--- SELECTED TEXT ---
-=-=-

Reputation: 1
I’m new to Dataflow/Apache beam. Here, I’m trying to set the BQ schema dynamically by passing the resource_name to get_schema method. When I run this locally using DirectRunner, it works fine and I can see the data ingested into BQ table. However, when I save this script as a Dataflow template, and use Cloud Run Functions to load and execute the template via Dataflow API, it results in an error, indicating that the schema is empty--ostensibly because get_schema is invoked before runtime and resource_name is a RuntimeValueProvider. Incidentally, hardcoding the schema over get_schema will make it work.
Any insight or solution to dynamically setting the BQ schema under Dataflow would be greatly appreciated. I'm also curious why it works when running locally but not when it's used as a template.
Apology in advance if I have not provided enough info/code/error log. Happy to provide more upon request.

-=-=-

--- RECORD EXTRACTS ---
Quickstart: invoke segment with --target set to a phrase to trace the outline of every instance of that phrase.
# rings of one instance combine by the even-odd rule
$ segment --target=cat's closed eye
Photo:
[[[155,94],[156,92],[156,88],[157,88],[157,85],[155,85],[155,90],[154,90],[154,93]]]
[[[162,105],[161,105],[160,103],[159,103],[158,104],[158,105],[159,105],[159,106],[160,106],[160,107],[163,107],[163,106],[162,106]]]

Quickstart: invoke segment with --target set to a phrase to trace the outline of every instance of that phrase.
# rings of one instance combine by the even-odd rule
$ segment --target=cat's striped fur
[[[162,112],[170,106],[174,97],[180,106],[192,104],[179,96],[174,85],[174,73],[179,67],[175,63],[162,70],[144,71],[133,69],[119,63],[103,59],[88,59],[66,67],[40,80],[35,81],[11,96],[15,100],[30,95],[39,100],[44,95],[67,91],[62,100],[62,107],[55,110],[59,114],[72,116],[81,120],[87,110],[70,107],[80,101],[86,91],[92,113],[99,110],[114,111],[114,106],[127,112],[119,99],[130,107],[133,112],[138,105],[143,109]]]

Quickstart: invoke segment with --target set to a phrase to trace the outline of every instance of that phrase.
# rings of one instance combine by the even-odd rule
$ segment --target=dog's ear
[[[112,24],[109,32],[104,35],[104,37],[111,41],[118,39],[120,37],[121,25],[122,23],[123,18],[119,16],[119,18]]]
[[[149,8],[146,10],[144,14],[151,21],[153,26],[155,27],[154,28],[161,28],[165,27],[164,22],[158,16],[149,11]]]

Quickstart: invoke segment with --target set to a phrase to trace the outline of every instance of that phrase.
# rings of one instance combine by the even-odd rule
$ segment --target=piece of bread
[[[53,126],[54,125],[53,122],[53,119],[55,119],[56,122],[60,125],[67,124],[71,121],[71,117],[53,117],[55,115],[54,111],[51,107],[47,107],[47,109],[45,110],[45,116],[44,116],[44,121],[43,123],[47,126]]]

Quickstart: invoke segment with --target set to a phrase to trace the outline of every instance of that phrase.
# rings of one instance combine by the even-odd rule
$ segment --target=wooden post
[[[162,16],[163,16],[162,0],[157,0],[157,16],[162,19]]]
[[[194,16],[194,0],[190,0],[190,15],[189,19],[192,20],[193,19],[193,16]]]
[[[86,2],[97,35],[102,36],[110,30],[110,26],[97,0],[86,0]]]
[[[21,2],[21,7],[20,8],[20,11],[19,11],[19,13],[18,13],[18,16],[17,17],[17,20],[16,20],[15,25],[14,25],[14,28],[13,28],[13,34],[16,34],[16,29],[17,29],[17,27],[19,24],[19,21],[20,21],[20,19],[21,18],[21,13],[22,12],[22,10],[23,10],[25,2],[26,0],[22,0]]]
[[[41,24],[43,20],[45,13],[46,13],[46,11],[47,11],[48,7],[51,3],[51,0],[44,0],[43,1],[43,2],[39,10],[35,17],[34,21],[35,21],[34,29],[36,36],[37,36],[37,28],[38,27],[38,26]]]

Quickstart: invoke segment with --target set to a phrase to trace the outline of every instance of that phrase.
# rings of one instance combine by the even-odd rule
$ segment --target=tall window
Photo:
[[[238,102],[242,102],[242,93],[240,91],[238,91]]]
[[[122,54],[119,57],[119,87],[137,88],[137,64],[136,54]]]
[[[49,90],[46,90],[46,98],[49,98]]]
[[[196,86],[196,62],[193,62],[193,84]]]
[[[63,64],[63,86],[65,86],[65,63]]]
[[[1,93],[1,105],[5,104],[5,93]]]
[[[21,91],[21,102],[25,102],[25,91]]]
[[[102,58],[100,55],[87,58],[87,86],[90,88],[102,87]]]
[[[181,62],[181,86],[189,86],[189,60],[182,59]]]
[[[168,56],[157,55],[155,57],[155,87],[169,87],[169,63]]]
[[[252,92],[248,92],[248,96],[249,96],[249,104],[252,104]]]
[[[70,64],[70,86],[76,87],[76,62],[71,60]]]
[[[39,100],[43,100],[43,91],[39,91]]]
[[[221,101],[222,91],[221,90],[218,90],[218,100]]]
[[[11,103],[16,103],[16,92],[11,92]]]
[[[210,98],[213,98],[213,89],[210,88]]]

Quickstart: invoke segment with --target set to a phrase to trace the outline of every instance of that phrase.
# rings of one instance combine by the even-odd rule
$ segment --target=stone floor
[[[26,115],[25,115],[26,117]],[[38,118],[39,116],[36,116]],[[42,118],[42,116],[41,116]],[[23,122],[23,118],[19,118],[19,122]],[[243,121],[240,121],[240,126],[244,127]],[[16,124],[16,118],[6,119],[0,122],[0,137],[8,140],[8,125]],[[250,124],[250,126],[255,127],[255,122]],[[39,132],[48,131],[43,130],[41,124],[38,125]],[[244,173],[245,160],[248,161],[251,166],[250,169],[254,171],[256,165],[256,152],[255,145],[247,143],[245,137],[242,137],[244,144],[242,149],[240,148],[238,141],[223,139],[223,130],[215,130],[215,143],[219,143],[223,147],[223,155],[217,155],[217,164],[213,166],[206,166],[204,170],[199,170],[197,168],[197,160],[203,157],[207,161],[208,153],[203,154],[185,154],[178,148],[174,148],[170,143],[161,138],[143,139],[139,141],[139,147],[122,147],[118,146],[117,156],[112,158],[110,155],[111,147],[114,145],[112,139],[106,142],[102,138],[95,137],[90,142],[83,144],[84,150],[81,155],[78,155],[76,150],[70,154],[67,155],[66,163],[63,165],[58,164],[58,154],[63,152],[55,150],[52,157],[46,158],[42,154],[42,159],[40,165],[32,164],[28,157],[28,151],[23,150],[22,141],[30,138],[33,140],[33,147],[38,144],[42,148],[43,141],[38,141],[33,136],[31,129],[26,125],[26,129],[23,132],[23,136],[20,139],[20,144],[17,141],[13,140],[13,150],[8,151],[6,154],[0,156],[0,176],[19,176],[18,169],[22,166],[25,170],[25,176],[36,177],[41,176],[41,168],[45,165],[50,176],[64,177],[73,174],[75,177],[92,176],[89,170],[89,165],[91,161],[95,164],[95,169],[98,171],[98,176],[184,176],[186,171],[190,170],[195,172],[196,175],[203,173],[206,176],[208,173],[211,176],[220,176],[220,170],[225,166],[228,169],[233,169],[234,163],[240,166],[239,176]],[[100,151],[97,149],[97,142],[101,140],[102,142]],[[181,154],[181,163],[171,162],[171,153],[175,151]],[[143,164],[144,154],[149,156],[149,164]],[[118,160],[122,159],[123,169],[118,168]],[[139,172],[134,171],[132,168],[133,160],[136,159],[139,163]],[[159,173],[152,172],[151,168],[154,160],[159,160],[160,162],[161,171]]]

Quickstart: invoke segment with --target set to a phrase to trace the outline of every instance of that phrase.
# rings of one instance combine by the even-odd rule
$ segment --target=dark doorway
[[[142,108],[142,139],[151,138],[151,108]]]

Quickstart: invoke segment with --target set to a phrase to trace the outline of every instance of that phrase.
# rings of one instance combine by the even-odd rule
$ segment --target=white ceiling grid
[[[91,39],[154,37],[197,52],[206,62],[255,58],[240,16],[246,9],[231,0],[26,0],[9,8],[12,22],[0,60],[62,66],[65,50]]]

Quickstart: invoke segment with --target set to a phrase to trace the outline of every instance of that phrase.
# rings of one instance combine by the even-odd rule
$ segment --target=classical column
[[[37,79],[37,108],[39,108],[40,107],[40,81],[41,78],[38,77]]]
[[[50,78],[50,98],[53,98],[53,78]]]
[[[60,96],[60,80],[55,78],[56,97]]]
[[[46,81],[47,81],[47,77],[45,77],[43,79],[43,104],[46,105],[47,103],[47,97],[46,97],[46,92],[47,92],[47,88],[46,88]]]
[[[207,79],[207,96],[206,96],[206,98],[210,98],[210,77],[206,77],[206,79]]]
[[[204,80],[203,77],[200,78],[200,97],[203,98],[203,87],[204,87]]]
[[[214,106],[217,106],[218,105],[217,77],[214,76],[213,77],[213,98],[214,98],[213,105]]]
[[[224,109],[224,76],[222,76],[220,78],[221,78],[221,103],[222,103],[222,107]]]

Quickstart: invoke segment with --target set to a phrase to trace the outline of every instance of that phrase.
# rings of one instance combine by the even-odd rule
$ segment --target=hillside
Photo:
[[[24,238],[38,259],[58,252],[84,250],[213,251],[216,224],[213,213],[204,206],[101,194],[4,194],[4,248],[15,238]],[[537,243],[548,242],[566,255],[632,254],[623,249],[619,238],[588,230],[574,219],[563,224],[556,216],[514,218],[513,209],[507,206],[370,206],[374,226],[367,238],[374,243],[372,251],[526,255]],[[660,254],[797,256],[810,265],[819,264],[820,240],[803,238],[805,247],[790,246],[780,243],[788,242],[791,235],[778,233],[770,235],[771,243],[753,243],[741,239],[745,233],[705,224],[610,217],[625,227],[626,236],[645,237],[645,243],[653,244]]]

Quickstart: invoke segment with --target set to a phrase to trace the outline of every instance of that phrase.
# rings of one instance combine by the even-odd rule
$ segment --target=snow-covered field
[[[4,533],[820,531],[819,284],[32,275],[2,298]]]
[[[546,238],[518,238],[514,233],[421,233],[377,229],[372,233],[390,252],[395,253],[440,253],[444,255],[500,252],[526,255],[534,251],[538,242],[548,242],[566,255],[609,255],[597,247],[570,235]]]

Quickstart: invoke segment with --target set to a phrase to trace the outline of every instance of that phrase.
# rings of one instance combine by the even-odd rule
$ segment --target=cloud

-=-=-

--- EXERCISE SET ---
**1.** Repeat the Dataflow post from "Reputation: 1" to "as a template.".
**2.** In one to three sentences, explain why the Dataflow post says the script fails when it runs as a template through the Dataflow API.
The items come from a separate source.

--- ANSWERS BY TASK ---
**1.**
Reputation: 1
I’m new to Dataflow/Apache beam. Here, I’m trying to set the BQ schema dynamically by passing the resource_name to get_schema method. When I run this locally using DirectRunner, it works fine and I can see the data ingested into BQ table. However, when I save this script as a Dataflow template, and use Cloud Run Functions to load and execute the template via Dataflow API, it results in an error, indicating that the schema is empty--ostensibly because get_schema is invoked before runtime and resource_name is a RuntimeValueProvider. Incidentally, hardcoding the schema over get_schema will make it work.
Any insight or solution to dynamically setting the BQ schema under Dataflow would be greatly appreciated. I'm also curious why it works when running locally but not when it's used as a template.

**2.** The run gives an error showing that the schema is empty. The post says this is ostensibly because get_schema is invoked before runtime, while resource_name is a RuntimeValueProvider.